### Work task A
Decide whether each of the following statements agrees with the text below on Andreasen and Questions on Doctrine, answering yes or no and quoting the deciding words: (i) Andreasen took the word "passion" to mean the sum total of human emotions; (ii) Figuhr urged administrators to make a great issue of Andreasen's attacks; (iii) Andreasen accepted the suggestion that he write a manuscript on the Atonement.
### Work task B
According to the text below on Andreasen and Questions on Doctrine, who was president of the Southern California Conference?

When Andreasen read the statement on p. 383 of Questions on Doctrine which indicated that Christ was “exempt from the inherited passions and pollutions that corrupt the natural descendant of Adam,” he interpreted the word “passion” as the sum total of “man’s emotions.” Working with this definition, Andreasen argued that to exempt a person from passions would be to take away “all temptations that incite men to action” which “results in a creature less than a man, a kind of no-man, a shadow man, a non-entity . . . .” Thus, Andreasen contended, to state that Christ was exempt from the passions of humankind would be to rob him of his true and complete humanity—and his last generation teachings of its theological basis. The notion “that God exempted Christ from the passions that corrupt men” was for Andreasen “the acme of all heresy” brought in through the Adventist-evangelical conferences.

The General Conference administration responded immediately in February 1959 through a statement to union and local conference presidents in North America. In reference to Andreasen and Letters to the Churches, Figuhr wrote, “his evident purpose is to stir up trouble.” As such, Figuhr did not encourage “creating a great issue over the matter,” as Andreasen “would welcome it.” His continuing position on this matter was that Andreasen would soon blow off all steam and simmer down. At the same time, Figuhr attached Heppenstall’s March 3, 1959, letter to Andreasen to help administrators answer potential questions arising from Andreasen’s attacks.

At the same time, efforts were continually being made on a personal level to dissuade Andreasen from prolonging the controversy. On one occasion, R. R. Bietz, president of the Southern California Conference, asked Figuhr if Andreasen could be encouraged to “prepare a manuscript on the Atonement [sic] without any reference to any controversy” to “keep him busy” and “keep his mind off other things,” such as continuing to challenge church leaders. Figuhr was happy to follow this course of action. This manuscript, if Andreasen would manage to make it acceptable to the leaders, would be published by a denominational publishing house and both sides would be able to save face. Andreasen would be able to state his beliefs and have them published by the church, while the leaders would not need to change anything in Questions on Doctrine. Bietz worked hard to convince Andreasen that “this might be a tremendous contribution that he could make to the denomination,” but Andreasen was non-responsive to the suggestion.

[Data extracted from a collection]

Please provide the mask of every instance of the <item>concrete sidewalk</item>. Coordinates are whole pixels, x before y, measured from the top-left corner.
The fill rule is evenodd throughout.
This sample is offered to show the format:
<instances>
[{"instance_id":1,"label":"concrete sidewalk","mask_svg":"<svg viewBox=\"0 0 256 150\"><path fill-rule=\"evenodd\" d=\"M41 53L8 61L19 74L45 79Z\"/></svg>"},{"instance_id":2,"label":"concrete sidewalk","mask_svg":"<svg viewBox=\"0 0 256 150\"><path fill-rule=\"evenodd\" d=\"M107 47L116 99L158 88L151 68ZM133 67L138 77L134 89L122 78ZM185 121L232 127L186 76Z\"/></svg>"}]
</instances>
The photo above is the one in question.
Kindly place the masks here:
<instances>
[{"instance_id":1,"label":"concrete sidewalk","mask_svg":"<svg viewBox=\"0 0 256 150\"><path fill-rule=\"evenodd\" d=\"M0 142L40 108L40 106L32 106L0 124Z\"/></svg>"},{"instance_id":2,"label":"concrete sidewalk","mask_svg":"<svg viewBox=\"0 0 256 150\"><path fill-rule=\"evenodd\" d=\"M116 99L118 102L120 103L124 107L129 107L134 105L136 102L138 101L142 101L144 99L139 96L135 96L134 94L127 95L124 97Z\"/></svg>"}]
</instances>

---

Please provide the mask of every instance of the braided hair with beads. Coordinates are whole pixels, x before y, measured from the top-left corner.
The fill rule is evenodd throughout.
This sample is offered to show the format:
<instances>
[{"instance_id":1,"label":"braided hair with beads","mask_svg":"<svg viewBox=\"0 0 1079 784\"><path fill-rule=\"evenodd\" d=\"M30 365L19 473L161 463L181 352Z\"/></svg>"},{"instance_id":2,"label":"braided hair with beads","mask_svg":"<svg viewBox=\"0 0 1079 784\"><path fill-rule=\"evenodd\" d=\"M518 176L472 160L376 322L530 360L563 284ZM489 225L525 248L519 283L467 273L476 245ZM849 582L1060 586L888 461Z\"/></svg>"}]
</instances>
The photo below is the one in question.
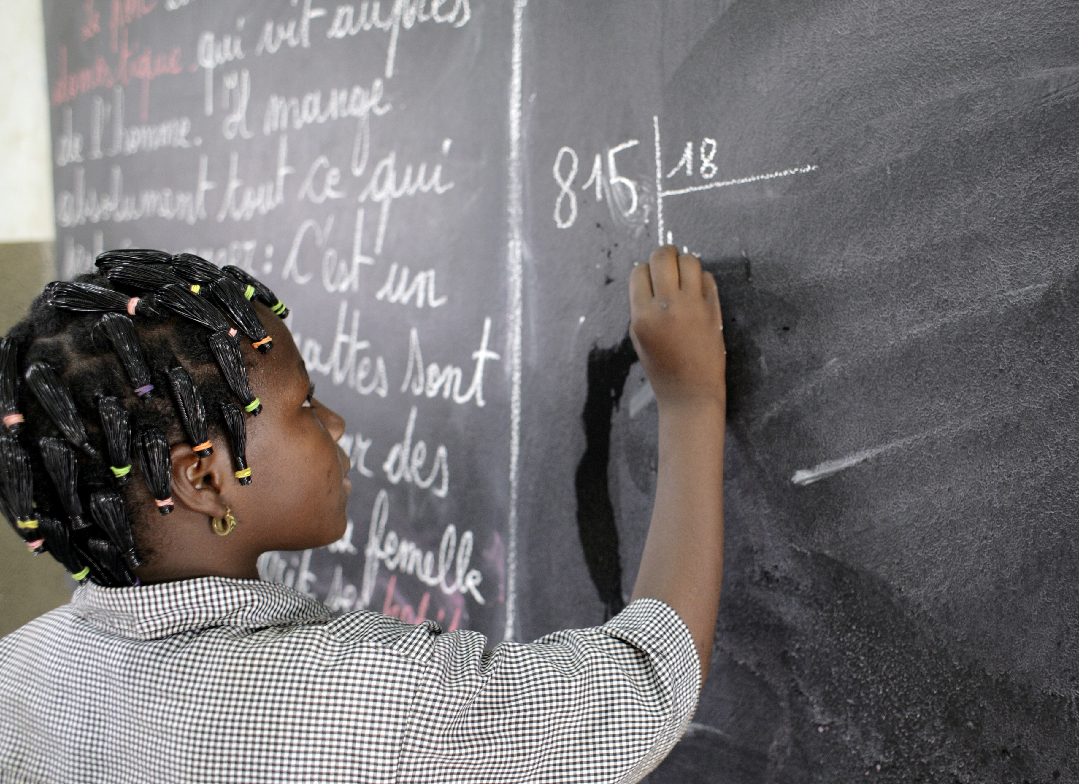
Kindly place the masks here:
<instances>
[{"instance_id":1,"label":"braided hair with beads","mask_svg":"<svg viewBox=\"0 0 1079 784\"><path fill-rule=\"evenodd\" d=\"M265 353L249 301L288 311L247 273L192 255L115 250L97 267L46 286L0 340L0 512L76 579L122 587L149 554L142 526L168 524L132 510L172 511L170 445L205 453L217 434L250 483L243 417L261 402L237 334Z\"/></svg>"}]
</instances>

### Written answer A
(i) Yes: "he interpreted the word “passion” as the sum total of “man’s emotions.”"
(ii) No: "Figuhr did not encourage “creating a great issue over the matter,”"
(iii) No: "but Andreasen was non-responsive to the suggestion."

### Written answer B
R. R. Bietz.